+++ MATERIAL SHOWN +++
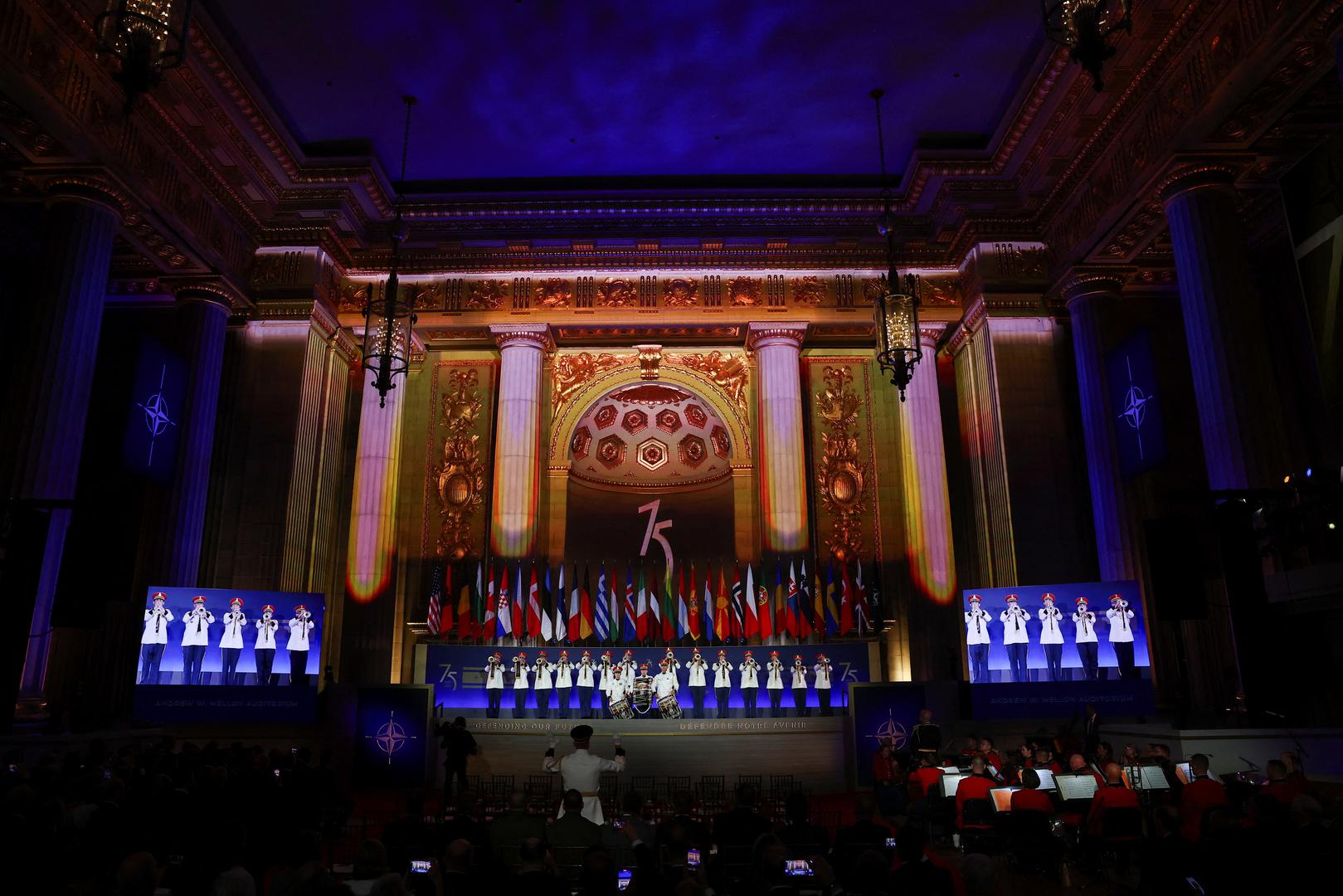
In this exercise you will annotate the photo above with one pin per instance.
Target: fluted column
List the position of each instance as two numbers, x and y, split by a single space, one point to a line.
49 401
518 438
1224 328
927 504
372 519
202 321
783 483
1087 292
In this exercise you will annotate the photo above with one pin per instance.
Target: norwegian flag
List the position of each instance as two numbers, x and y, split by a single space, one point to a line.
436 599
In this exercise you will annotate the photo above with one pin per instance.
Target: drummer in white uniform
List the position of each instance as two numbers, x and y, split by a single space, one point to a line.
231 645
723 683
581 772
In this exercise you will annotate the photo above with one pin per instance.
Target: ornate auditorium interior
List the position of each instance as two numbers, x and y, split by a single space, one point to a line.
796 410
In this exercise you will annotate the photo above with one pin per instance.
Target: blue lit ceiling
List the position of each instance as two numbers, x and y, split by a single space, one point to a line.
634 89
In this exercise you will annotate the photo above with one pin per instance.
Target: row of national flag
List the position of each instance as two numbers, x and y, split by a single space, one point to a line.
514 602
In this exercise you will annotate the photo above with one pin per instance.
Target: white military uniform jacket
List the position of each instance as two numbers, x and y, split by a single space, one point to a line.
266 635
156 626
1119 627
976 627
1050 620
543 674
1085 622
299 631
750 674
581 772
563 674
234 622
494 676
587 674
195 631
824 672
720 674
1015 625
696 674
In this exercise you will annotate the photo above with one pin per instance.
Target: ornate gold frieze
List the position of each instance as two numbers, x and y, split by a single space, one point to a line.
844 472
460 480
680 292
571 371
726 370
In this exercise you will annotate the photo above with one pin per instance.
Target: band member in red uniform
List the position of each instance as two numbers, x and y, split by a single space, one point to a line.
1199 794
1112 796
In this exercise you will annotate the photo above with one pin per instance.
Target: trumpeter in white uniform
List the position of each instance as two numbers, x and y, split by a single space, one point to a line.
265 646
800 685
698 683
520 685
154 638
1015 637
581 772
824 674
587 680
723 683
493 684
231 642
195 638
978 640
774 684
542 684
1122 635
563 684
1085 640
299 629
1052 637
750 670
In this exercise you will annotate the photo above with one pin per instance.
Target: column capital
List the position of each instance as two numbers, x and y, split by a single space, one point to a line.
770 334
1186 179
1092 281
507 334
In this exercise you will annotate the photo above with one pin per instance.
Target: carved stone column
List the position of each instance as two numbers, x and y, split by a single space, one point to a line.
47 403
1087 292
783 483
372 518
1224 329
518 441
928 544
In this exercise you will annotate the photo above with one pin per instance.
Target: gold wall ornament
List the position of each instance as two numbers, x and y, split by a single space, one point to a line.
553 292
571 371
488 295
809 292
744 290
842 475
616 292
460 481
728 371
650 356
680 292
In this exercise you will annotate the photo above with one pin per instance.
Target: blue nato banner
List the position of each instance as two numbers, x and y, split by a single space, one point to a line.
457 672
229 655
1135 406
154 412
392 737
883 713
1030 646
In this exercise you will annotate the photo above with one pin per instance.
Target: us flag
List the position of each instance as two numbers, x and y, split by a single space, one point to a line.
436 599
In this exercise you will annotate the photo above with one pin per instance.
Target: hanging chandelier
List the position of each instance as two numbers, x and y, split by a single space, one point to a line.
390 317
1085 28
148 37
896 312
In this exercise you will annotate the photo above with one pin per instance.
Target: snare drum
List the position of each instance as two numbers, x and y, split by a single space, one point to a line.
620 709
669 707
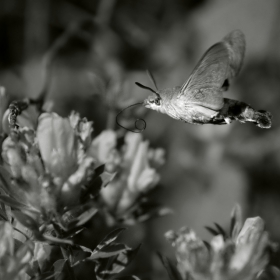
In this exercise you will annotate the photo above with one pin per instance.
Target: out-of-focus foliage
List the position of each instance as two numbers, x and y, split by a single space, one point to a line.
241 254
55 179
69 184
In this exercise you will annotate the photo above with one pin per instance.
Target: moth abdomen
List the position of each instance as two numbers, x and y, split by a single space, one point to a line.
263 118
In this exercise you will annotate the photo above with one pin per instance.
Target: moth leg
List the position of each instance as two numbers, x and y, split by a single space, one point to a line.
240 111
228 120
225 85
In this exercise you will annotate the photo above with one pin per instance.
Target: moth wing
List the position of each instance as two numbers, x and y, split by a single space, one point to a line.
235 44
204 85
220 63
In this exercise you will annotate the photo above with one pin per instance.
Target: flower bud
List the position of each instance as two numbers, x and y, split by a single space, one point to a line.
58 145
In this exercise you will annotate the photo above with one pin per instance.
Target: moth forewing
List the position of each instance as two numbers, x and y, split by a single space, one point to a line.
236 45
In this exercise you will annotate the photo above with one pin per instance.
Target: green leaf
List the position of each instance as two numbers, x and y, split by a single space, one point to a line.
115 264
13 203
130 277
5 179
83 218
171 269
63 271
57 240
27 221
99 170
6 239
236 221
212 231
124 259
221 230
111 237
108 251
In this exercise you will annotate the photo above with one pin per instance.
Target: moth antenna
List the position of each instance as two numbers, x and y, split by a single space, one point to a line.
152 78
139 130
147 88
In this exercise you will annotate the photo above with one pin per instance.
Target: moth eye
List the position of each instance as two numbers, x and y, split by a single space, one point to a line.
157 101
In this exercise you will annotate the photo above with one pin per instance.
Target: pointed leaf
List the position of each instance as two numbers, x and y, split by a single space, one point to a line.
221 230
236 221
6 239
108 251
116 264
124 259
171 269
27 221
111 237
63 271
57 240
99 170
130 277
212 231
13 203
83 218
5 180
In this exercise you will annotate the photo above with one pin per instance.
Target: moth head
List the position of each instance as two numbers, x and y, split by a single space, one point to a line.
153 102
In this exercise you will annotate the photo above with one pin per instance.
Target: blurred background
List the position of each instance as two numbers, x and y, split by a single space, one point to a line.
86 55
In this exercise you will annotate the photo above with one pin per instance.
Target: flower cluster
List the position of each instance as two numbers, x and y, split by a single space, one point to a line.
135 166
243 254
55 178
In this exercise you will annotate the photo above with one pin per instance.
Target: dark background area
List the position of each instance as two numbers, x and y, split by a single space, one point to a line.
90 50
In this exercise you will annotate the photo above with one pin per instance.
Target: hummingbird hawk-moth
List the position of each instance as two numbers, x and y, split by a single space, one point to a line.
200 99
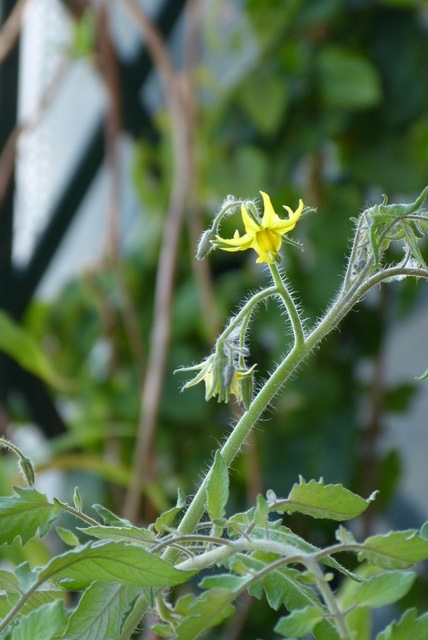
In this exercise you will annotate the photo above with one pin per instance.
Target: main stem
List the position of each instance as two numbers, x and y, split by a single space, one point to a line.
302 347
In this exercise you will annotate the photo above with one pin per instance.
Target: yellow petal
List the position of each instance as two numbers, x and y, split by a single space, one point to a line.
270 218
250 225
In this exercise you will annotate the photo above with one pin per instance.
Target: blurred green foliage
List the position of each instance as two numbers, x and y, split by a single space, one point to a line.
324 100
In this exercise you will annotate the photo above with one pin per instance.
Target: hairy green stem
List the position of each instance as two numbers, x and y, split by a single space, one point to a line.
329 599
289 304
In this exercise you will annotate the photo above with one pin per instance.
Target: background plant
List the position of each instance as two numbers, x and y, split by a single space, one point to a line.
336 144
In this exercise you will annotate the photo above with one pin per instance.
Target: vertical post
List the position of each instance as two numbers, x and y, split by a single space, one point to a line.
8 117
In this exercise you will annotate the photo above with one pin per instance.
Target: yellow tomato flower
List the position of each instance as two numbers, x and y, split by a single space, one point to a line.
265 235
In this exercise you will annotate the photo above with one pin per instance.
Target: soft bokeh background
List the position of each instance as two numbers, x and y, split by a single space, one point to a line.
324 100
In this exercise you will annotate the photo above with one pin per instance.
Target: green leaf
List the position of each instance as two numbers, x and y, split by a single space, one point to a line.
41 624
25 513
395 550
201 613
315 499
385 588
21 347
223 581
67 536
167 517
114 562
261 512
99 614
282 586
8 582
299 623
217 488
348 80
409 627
+++
+++ MATERIAL SHOWN +++
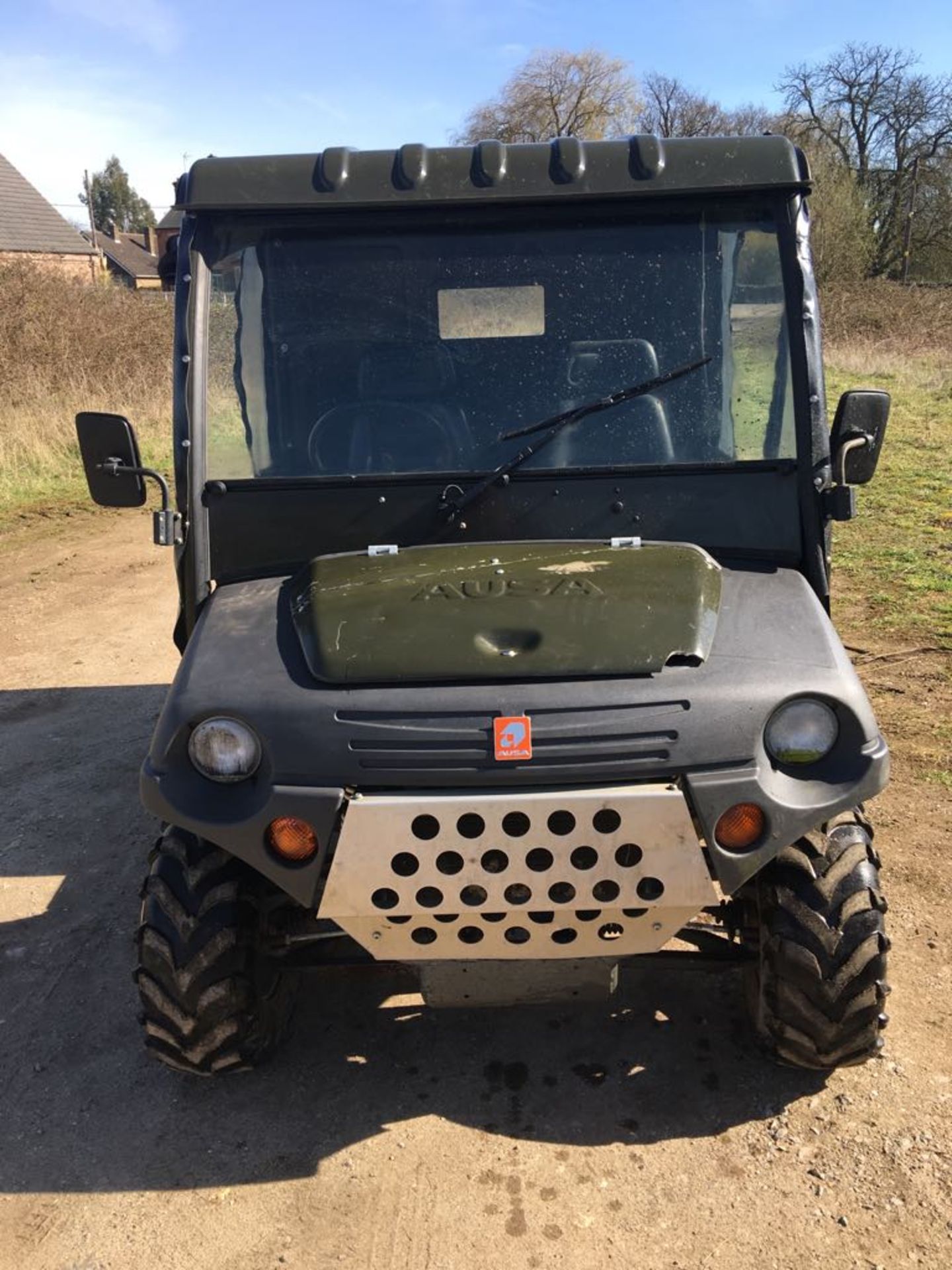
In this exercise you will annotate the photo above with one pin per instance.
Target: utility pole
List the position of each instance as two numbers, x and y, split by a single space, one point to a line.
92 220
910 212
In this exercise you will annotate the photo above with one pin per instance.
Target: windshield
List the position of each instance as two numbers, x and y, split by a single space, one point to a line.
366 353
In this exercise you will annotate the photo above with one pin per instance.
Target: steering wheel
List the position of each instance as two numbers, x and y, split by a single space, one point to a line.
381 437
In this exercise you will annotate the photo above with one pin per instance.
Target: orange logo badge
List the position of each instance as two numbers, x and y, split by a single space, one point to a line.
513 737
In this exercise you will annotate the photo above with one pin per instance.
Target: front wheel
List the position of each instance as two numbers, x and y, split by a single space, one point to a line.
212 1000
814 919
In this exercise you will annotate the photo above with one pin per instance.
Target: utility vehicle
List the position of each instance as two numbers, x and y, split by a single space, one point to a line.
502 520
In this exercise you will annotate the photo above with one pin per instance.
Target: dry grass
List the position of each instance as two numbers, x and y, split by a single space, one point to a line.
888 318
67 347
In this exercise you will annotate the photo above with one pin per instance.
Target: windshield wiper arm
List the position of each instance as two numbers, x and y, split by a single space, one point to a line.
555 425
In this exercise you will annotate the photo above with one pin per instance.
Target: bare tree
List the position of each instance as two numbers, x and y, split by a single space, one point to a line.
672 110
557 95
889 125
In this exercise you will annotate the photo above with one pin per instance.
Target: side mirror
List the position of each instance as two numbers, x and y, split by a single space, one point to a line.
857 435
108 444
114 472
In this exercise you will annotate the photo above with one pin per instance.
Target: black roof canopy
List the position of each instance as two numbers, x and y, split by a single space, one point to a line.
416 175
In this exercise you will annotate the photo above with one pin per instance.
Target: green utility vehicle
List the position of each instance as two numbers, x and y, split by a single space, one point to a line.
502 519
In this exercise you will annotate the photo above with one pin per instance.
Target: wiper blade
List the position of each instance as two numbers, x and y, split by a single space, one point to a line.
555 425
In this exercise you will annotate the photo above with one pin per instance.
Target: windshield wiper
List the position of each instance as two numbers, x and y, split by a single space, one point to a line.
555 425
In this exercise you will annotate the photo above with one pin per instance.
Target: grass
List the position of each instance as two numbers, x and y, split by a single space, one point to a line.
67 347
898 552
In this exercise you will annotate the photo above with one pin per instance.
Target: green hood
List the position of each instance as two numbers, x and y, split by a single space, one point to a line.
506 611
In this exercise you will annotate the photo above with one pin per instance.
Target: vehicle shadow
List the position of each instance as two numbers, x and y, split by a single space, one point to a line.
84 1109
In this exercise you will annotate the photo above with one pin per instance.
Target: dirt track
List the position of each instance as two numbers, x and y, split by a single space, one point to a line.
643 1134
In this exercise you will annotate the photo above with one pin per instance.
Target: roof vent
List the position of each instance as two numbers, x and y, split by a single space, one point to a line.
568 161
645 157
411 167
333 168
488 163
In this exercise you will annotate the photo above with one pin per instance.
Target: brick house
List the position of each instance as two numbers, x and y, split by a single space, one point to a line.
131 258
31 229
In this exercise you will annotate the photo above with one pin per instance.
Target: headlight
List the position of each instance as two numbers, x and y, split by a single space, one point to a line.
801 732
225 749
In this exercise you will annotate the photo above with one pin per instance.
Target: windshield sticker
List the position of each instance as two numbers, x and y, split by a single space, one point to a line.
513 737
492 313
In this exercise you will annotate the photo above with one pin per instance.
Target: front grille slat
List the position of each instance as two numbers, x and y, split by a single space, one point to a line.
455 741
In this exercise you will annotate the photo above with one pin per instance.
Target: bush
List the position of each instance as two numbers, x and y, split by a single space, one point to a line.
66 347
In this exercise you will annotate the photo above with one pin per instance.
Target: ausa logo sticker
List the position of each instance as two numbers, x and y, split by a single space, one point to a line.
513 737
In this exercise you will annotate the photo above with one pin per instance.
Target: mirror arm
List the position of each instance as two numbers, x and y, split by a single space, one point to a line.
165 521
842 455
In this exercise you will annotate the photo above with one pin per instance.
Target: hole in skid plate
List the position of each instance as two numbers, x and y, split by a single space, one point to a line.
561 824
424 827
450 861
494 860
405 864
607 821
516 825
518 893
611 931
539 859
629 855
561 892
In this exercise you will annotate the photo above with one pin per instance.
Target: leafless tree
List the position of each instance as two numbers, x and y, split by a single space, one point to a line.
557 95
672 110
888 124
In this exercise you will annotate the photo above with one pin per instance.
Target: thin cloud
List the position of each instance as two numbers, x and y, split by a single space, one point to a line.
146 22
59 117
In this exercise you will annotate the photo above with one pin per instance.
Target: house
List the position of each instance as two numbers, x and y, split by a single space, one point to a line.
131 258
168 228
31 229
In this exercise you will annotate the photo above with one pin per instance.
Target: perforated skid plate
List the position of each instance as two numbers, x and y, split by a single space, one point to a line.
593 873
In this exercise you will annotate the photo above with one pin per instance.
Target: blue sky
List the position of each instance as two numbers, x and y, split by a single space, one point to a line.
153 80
+++
● SHORT PROBLEM:
Identify every line in the material above that contains the string "moth". Copy each such line in full, in the order it appears.

● WRITTEN SOLUTION:
Target: moth abdomen
Target: moth leg
Target: moth wing
Target: moth forewing
Target: moth antenna
Target: moth eye
Target: moth head
Target: hummingbird hawk-moth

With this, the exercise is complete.